## Start Source document

I know that there was an Ice Age about 25,000 years ago and there is not an Ice Age today. There are caves 200 feet above Reno, Nevada where can be found fishing implements from thousands of years ago. It has become obvious that these caves were on the virtual edge of a giant “super lake” called Lake Lahontan, some 6,000 miles in square dimension. Glaciers nearby where I live are no longer glaciers. Believe me, it’s warming up and we will face it in our water bills.

And besides, were that not the case, the population explosion would have deemed it precious anyway. The planet’s population had increased by a factor of 6 over 120 years. Here in Portland, we are already facing watering restrictions almost yearly.

So I’m here to help. I think there will eventually be changes and there already are, of course, out West in the US as well as in Australia, South Africa, the Middle East and in many, many regions.

Here we have the luxury of being able to consider such things as landscaping and edible or even flower gardening. Home owners and just plain garden lovers can devote lavish attention to something objective and stress-relieving in the pursuits and in the wonderful ambiance of our sitting gardens. As well, we can enjoy the labor of love towards them and our flower and food gardens. They are abundantly healthy for us and for others, in the end. And we can take so many different directions

I realize how odd it seems to put something like a swimming pool into a water conservation post, but the gallons of water used after filling are actually rather small. In fact, far less than watering a lawn, for example.

Maybe this next one resounds more with a way to get an interesting design while saving water. The scarcity of plantings can be an asset, as well as the fact that all the plants are fed via underground drip irrigation technology. The amount of water this landscape uses is less than, say, taking two baths a day. And it is not small.

Another view of the same property:

It turns out there are many ways to use water more efficiently. In fact, almost anywhere where we are compelled to take a watering can or to use a water wasting hose, we could get that same work done automatically and more efficiently by irrigating. Drip irrigation has the capacity to climb – I have installed many and various drip units to feed hanging baskets suspended 6-8 feet off the ground and for irrigating pots on the ground. I have had lines climb sculptures and have even bored holes in both cement and granite boulders to be able to irrigate a small plant ot basket/pot.

In drip irrigation, any emitter can put out a pre-designated amount of water. On hanging baskets, I typically install an emitter which has a device that can control the amount by a small turning up or down. The maximum is rarely reached but the amounts can be tweaked daily and easily if desired. In warm weather, we can put more water in by tweaking the mechanism, in cooler weather, by turning it down.

Here, once again, is a list of how much water we use during a typical day doing those things we do:

Bath: 50 gallons
Shower: 2 gallons per minute (15 minutes shower = 30 gallons)
Teeth brushing: 1 gallon
Hands/face washing: 1 gallon
Face/leg shaving: 1 gallon
Dishwasher: 20 gallons/load
Dishwashing by hand: 5 gallons/load
Clothes washing (machine): : 10 gallons/load
Toilet flush: 3 gallons
Glasses of water drunk: 8 oz. per glass (1/16th of a gallon)

## End Source document

** Exercise set **
a) Repeat the part of the water-saving article starting with "I realize how" and going on through "lawn, for example.".
b) Carry on the water-saving article from the point where it stops.

## Start Extracted information

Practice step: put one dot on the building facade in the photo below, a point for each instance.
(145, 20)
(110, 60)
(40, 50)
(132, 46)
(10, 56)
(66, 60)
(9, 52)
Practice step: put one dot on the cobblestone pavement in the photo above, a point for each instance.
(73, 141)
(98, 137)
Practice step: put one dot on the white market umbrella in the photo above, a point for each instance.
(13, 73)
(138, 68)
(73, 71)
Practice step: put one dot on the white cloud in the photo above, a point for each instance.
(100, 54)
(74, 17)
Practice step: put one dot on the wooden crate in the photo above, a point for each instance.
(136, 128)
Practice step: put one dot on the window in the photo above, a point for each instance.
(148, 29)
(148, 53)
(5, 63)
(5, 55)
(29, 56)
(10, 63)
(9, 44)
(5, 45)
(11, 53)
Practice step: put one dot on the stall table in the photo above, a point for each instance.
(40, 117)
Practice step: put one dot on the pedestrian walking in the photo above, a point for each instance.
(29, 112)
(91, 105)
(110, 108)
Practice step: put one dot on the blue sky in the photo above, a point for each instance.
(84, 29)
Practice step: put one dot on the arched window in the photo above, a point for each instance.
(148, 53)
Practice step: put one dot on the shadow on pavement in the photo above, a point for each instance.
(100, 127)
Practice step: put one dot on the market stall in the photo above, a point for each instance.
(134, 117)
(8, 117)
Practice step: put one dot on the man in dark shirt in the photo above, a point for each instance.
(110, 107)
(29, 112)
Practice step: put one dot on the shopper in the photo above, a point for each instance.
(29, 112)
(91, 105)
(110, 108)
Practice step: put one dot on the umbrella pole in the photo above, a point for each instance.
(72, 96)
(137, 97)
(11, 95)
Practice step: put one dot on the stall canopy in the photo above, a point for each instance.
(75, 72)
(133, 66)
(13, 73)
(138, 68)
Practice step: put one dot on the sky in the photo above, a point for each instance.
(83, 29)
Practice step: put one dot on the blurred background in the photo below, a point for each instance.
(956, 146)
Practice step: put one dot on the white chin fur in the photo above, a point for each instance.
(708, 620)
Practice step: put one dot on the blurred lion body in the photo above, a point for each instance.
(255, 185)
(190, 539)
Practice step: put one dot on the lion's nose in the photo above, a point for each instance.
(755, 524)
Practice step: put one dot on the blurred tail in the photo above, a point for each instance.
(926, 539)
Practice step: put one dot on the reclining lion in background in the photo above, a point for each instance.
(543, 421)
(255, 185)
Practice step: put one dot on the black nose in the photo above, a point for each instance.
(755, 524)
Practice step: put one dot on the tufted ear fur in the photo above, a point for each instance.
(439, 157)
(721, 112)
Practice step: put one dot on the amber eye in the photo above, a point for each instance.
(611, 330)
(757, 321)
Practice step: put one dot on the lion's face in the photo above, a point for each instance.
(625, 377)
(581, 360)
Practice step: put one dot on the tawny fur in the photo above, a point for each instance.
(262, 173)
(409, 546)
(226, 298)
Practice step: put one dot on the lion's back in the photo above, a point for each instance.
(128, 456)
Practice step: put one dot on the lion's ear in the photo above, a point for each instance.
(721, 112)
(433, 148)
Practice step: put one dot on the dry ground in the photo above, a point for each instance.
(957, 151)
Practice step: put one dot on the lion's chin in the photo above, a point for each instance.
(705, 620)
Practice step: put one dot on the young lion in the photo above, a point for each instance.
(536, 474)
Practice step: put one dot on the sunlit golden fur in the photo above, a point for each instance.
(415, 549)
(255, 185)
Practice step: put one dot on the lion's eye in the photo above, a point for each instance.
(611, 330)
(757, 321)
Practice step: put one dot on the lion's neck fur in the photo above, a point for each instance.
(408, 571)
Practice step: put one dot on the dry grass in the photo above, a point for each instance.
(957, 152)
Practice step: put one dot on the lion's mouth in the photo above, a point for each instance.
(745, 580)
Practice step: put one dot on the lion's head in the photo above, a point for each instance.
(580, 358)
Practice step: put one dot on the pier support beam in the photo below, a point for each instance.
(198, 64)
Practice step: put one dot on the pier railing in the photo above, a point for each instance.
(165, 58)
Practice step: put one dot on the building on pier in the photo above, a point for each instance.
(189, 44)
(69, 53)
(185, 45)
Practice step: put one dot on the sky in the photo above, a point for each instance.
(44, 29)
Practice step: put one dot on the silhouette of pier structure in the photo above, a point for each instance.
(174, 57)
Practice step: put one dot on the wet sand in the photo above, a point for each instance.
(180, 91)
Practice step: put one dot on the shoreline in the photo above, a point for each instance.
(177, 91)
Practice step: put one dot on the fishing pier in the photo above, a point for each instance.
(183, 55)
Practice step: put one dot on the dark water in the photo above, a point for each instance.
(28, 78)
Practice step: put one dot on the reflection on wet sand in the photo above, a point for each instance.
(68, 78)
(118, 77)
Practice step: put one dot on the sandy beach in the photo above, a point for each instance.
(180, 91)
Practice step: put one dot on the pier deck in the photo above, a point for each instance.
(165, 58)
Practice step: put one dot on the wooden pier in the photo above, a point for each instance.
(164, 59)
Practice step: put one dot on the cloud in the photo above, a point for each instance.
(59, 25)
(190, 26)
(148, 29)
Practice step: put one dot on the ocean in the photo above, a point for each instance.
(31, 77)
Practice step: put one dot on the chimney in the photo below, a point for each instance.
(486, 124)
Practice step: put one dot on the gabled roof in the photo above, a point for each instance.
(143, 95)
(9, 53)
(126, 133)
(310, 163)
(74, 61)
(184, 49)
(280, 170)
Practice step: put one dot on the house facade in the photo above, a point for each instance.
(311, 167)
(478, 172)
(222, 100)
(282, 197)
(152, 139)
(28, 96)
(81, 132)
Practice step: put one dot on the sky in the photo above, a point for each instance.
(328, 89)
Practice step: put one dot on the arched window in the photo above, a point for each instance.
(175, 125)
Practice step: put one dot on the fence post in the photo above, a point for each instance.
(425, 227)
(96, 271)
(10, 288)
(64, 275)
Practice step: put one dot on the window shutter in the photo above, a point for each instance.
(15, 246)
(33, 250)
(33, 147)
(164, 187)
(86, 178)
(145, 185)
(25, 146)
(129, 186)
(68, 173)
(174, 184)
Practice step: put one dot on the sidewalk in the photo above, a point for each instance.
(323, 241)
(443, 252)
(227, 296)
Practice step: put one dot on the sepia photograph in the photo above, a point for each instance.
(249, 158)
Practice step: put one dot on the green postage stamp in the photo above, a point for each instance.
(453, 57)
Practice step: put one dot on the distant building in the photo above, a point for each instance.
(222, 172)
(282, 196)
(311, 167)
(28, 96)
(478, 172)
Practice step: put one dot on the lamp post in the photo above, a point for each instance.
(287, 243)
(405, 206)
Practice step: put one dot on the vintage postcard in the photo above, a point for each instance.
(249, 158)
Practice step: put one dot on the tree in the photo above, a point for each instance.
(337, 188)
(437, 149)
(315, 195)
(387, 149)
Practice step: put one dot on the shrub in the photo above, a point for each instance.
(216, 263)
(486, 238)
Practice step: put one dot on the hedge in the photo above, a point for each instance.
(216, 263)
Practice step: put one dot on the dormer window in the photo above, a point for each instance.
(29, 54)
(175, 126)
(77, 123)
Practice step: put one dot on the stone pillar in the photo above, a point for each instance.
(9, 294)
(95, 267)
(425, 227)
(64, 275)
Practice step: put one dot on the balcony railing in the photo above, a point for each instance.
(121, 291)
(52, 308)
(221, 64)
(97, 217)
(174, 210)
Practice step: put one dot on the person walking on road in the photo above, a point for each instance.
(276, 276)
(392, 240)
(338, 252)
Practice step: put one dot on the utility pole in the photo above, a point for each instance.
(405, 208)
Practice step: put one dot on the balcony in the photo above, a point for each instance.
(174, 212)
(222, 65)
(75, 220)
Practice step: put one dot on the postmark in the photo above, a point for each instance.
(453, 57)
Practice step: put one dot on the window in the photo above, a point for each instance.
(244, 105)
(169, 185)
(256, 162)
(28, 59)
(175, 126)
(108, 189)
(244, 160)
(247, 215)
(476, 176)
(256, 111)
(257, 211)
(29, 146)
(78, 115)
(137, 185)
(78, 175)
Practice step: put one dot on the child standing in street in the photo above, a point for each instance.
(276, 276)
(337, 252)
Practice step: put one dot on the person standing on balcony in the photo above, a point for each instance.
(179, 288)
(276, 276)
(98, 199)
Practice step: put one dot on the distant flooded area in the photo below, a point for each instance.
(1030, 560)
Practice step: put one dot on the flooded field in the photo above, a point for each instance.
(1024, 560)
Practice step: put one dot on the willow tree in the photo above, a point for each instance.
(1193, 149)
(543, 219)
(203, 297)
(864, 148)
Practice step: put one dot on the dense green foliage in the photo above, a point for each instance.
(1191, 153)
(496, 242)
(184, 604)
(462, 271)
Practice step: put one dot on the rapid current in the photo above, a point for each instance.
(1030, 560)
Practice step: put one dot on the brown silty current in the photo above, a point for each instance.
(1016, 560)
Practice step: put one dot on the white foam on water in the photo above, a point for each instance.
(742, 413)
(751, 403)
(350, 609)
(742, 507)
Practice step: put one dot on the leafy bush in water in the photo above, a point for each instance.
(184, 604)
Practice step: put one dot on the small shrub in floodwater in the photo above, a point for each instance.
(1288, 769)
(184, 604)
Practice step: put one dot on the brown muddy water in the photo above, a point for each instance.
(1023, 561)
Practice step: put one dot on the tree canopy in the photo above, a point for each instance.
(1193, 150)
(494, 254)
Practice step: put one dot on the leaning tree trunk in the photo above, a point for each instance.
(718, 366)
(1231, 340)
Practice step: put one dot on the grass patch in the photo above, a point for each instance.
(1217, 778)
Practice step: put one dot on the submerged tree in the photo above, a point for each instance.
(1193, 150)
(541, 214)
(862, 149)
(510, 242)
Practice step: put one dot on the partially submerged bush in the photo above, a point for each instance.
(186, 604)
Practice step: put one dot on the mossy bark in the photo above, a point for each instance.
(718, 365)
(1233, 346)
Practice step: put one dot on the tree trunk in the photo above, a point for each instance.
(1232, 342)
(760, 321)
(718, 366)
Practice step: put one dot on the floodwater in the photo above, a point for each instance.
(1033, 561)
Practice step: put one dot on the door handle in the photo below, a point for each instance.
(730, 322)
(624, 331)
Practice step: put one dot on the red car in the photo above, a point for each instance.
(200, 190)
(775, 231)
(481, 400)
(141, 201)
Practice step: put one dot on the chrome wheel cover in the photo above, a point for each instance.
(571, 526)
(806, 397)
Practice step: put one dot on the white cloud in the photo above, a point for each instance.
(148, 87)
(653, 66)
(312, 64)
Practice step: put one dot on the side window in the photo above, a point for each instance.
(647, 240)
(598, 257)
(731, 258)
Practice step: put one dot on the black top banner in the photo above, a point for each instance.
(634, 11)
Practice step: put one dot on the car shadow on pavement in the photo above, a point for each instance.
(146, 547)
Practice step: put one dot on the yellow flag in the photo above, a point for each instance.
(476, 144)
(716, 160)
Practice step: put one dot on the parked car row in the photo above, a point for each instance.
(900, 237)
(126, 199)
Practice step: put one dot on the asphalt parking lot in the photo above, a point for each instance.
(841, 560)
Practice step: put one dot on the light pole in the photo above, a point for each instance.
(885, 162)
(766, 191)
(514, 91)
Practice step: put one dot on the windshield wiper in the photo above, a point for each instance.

## End Extracted information

** Task results **
a)
I realize how odd it seems to put something like a swimming pool into a water conservation post, but the gallons of water used after filling are actually rather small. In fact, far less than watering a lawn, for example.

b)
Obviously, this is the baseline I use in my own considerations of how much water I want to see used.  What I am saying more than anything is that there are methods of ascertaining how much water we use up, and where. My other contention is that it is possible to use water at the same rate as almost anything else, like toilet flushing and bathing. Our bills do not have to spike at all during warm seasons, in order to have full, lush gardens and landscapes. It is by use of better irrigation practices and of utilizing all the design tools at our disposal that we can create even nicer gardens at a tenth of the water use.

Adding a room!

If we opt for doing things “the interesting way” by solving old landscaping problems once reserved for water-wasting lawns, we find we can still even have some lawn available for use, just less. And by “interesting” I mean by regarding the entire garden differently. Any more, there are more and more ways to expand out living area to the out of doors. Up-lighting now means we can build virtual “walls” of light at night, forming a limit on our field of vision and virtually visually enclosing an area of interest. Inside that area, we can feature interesting “hot zones”, where we make a waterfall “phosphorescent” by placing a low wattage Haloid lamp under a falls. (Thanks to “Outdoor Lighting Perspectives” for the picture):

All these things make things – well – different now. We are finding ourselves considering landscapes and gardens closer at hand, much more immediate than the models many of us were raised with – the expansive “Estate Garden”. Even now I actually do put some of those in. But they are typically done where someone has their own water source, fed from wells, so that his own water actually gets reused. Here’s one of those taken from one of the tiers. I actually feature this project in an earlier post under “Large Landscaping Project – 2″.  (You can see I have a way with words!)  ;-)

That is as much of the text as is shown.